◆ TEXT SHOWN:

★ ★ ★ ★ ★ ★ ★

Based on positive feedback on the use of CDK4/6 inhibitors as treatment for metastatic breast cancer, Sara M. Tolaney, MD, MPH, and Lindsay Shaw, NP, remark on strategies for improving adherence to these oral therapies.

Sara M. Tolaney, MD, MPH: Adherence is such a challenge because I think many of us don’t even realize that all our patients aren’t really taking all the medications we prescribe. Even when we would just give hormonal therapy by itself, about 25% of patients weren’t even taking the medication. And so it’s striking. And I think you’re never going to know unless you ask. But I think Lindsay and I have made it a point with all our visits to not only ask what adverse effects are they experiencing, but are they actually taking their drug, and how many times did they miss taking their drug, and why did they miss taking their drug?

You know sometimes it’s because of an adverse effect and they really just can’t bear the thought of taking a drug that’s causing them adverse effects. Sometimes it’s financial reasons. You know sometimes the copayment is just too high and they didn’t pick up their last prescription. But, again, you’re not going to know unless you ask. And so we’ve made it part of the routine visit. “How many times have you missed taking your drugs this past month,” or whatever it’s been. We do this just so we get a sense of what’s going on and then see if we can fix it. We work to find out what the reason is so that we can help with their drug.

★ ★ ★ ★ ★ ★ ★

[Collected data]
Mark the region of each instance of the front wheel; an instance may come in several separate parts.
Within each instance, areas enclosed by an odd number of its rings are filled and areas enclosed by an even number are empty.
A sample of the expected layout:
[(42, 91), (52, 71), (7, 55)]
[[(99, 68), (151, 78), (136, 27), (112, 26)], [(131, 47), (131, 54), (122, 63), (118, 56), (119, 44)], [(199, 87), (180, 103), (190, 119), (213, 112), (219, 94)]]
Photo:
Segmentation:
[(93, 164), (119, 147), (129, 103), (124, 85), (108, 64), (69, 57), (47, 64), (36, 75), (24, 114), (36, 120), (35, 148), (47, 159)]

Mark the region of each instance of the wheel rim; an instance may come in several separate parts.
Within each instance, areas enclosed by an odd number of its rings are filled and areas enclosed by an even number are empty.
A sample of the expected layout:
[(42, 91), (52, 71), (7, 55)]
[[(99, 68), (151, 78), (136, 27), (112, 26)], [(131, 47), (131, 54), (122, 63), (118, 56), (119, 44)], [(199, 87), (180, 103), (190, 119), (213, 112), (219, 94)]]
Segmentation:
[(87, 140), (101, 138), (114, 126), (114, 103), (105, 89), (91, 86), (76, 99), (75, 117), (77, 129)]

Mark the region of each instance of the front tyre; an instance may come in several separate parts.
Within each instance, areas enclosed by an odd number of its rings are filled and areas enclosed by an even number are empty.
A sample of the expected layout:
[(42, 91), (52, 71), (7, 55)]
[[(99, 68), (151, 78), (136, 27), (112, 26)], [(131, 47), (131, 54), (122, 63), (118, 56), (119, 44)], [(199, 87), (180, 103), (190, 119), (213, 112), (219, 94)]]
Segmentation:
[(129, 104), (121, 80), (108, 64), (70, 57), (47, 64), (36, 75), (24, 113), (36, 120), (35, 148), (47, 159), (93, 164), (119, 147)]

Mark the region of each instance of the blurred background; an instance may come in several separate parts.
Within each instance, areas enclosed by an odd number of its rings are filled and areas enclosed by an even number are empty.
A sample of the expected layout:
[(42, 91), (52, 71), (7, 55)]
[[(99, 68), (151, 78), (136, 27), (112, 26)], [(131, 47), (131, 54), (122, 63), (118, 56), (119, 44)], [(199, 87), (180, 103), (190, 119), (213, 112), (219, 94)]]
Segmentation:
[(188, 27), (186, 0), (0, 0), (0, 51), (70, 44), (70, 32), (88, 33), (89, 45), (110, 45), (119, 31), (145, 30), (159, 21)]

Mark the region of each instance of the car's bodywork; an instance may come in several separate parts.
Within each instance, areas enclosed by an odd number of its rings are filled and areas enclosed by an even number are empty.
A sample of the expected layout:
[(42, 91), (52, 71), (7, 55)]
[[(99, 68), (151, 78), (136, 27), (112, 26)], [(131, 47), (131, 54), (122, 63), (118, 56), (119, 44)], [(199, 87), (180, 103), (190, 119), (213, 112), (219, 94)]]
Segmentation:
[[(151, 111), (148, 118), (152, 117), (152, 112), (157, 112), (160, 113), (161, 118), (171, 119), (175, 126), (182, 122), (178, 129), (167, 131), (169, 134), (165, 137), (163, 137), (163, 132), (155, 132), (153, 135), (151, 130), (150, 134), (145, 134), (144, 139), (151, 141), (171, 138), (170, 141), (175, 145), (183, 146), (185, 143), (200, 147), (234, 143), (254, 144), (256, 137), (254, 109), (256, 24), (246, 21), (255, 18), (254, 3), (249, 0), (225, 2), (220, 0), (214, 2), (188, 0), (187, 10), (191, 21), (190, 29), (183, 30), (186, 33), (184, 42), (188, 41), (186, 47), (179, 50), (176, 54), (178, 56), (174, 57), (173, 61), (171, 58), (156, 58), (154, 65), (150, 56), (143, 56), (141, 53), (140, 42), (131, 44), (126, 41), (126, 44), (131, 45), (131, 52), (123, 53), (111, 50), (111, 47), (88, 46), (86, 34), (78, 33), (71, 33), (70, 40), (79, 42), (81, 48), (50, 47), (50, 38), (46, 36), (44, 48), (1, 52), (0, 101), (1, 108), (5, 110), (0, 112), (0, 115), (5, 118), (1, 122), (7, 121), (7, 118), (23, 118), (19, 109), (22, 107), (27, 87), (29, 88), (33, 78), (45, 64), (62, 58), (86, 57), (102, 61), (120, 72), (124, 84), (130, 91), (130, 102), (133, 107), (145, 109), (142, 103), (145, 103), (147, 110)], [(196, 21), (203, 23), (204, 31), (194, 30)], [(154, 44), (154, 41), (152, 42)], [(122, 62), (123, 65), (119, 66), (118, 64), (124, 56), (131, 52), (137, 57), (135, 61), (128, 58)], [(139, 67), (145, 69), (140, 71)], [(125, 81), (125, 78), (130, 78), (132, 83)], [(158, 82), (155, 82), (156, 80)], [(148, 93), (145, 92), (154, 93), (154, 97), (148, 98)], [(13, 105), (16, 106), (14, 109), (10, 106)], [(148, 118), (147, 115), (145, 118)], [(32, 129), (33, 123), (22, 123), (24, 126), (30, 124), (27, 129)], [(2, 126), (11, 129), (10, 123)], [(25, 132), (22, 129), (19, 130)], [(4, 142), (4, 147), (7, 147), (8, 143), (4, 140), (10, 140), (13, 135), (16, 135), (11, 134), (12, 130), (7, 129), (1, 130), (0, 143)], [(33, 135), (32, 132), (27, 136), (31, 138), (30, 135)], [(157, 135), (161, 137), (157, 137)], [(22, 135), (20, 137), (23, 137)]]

★ ★ ★ ★ ★ ★ ★

◆ TASK TO COMPLETE: Revise the passage of the adherence discussion from "Sara M. Tolaney, MD, MPH: Adherence" up to and including "taking their drug?", putting "endocrine therapy" in place of "hormonal therapy".

◆ SOLUTION FOR THIS TASK:
Sara M. Tolaney, MD, MPH: Adherence is such a challenge because I think many of us don’t even realize that all our patients aren’t really taking all the medications we prescribe. Even when we would just give endocrine therapy by itself, about 25% of patients weren’t even taking the medication. And so it’s striking. And I think you’re never going to know unless you ask. But I think Lindsay and I have made it a point with all our visits to not only ask what adverse effects are they experiencing, but are they actually taking their drug, and how many times did they miss taking their drug, and why did they miss taking their drug?